### Conjunto de exercícios
• a. Indique se cada uma das afirmações seguintes está de acordo com o texto sobre o erro médico, respondendo sim ou não e citando as palavras do texto que o determinam: (i) o quisto na virilha era a causa das dores; (ii) a artroscopia agravou a situação clínica; (iii) o corpo clínico do SNS admitiu o erro.
• b. Retome o texto sobre o erro médico a partir da última frase apresentada e dê-lhe continuidade.

### Texto de leitura
= = = = =

Perante este relato, o novo médico receitou-lhe vários exames porque esta demora e a condição clínica “não eram normais”. Quando os resultados chegaram, o especialista explicou-lhe que as análises anteriores tinham sido mal interpretadas.”

“Realmente tinha um quisto na virilha, mas este não tinha qualquer efeito nas dores que sentia. Aliás, só se tinha formado por causa da minha verdadeira doença: a displasia da anca”, refere. “O médico explicou-me ainda que o procedimento a que tinha sido sujeita, a artroscopia, criou uma instabilidade óssea, que só piorou a situação.”

A gestora de eventos sentiu-se “revoltada” e “frustrada” com o erro médico, mas também “aliviada”. “Tinham finalmente descoberto aquilo que eu tinha. Depois disso fiz pressão com o corpo clínico que me seguia no SNS para lhes mostrar os resultados. Não admitiram o erro, mas encaminharam-me para outra unidade de saúde, em Lisboa, para ser acompanhada com especialistas da área”, conta.

= = = = =

### Informação fornecida
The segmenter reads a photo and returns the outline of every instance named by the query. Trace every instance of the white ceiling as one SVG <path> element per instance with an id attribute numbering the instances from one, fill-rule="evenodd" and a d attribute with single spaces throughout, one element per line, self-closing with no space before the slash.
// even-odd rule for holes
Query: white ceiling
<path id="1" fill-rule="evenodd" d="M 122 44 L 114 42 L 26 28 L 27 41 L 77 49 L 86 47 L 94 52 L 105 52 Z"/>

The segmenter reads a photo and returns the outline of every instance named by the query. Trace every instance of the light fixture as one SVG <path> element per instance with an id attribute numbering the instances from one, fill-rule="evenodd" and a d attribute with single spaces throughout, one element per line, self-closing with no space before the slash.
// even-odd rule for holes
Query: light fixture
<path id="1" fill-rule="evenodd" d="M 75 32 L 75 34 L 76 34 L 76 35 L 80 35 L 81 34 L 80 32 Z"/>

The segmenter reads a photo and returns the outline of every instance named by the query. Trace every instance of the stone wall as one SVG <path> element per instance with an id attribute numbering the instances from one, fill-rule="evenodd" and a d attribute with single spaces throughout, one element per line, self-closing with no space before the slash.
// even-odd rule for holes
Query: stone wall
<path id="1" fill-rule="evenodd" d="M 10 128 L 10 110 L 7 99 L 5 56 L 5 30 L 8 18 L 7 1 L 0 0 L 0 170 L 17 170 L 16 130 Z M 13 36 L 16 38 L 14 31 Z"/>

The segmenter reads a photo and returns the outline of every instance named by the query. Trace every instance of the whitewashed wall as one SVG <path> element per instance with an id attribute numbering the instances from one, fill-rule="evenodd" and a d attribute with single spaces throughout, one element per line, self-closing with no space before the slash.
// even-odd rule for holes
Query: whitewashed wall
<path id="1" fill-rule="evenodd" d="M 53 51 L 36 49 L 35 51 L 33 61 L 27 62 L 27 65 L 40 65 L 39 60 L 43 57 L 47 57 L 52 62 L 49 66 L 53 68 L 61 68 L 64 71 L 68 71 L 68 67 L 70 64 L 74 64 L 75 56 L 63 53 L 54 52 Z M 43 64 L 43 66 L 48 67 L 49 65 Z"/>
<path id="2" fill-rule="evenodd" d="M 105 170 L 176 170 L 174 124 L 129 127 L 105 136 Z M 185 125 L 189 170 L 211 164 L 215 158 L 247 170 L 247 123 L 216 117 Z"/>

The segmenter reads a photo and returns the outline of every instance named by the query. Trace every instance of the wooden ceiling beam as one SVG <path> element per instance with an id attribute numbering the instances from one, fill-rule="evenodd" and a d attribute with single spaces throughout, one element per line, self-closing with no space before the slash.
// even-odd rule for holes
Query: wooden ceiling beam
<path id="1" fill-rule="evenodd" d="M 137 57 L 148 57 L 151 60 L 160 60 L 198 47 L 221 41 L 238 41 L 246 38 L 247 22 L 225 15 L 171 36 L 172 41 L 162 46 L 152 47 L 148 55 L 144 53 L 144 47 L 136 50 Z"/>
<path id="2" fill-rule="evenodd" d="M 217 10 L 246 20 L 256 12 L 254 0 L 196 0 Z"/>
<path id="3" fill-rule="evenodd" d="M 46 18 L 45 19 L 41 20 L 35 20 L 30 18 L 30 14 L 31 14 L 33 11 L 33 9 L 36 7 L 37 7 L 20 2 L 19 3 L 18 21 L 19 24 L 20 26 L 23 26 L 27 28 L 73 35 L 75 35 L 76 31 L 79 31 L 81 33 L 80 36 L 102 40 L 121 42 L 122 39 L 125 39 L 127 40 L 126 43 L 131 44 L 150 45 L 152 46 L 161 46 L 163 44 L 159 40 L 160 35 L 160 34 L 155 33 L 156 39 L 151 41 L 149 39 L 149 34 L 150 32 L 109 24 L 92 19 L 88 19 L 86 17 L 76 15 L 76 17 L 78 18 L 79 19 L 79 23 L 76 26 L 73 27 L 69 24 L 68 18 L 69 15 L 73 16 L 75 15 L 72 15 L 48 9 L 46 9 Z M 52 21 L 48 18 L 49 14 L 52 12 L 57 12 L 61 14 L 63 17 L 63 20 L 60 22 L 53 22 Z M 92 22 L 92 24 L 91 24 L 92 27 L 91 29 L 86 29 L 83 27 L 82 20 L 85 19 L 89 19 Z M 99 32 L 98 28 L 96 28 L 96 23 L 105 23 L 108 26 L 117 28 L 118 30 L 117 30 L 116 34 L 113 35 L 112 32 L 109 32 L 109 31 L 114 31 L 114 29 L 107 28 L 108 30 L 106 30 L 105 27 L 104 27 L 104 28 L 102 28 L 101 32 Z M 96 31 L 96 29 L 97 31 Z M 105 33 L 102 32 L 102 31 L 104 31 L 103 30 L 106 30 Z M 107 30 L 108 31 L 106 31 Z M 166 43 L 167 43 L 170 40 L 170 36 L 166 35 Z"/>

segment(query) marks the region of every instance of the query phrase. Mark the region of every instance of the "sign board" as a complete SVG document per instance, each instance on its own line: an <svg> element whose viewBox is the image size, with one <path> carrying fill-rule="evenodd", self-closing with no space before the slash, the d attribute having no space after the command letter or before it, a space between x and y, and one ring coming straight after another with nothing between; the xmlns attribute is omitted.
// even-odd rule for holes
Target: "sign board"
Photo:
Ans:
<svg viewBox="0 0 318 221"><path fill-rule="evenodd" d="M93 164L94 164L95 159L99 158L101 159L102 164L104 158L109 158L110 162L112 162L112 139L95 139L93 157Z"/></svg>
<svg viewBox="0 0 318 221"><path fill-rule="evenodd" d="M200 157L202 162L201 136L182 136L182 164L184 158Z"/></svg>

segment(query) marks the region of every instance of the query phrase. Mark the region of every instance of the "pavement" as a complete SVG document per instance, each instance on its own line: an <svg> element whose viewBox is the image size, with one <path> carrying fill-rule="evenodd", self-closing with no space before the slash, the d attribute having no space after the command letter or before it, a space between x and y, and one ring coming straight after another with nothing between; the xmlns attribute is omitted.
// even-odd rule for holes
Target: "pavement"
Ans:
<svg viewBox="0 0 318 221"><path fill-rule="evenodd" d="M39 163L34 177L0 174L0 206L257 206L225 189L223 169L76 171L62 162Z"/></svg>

= = = = =

### Resultados das tarefas
• a.
(i) Não: “mas este não tinha qualquer efeito nas dores que sentia”.
(ii) Sim: “criou uma instabilidade óssea, que só piorou a situação”.
(iii) Não: “Não admitiram o erro”.

• b.
Em outubro de 2023, teve a primeira consulta no hospital da capital e as notícias não foram animadoras. “Tinha de ser novamente operada, mas a lista de espera, por estar fora da minha área de residência, era de um ano e meio. Explicaram-me que como a cirurgia ia demorar longas horas, não tinham tempo, nem médicos”.

Desesperada, com a vida em pausa e sem poder contar com o SNS, Daniela tomou a decisão de ser operada no privado. Mas havia um problema: a cirurgia e tratamentos necessários custavam um total de 26 mil euros. “Quando recebi o orçamento fui-me abaixo. Não conseguia pagar aquele valor, mas também não podia esperar mais. As dores são horríveis e os episódios de paralisia continuaram a acontecer ao longo destes quatro anos.” A alternativa foi organizar um GofundMe para tentar arrecadar por doações solidárias o montante necessário.

“Fiquei assim devido a um erro. Questionava os especialistas que me seguiam e diziam-me sempre que tinha de aguardar. Errar é humano e tentei ser compreensiva. Mas a gota de água foi ignorarem as informações que consegui reunir e nem tentarem ajudar-me, porque não era um caso prioritário”, diz à NiT.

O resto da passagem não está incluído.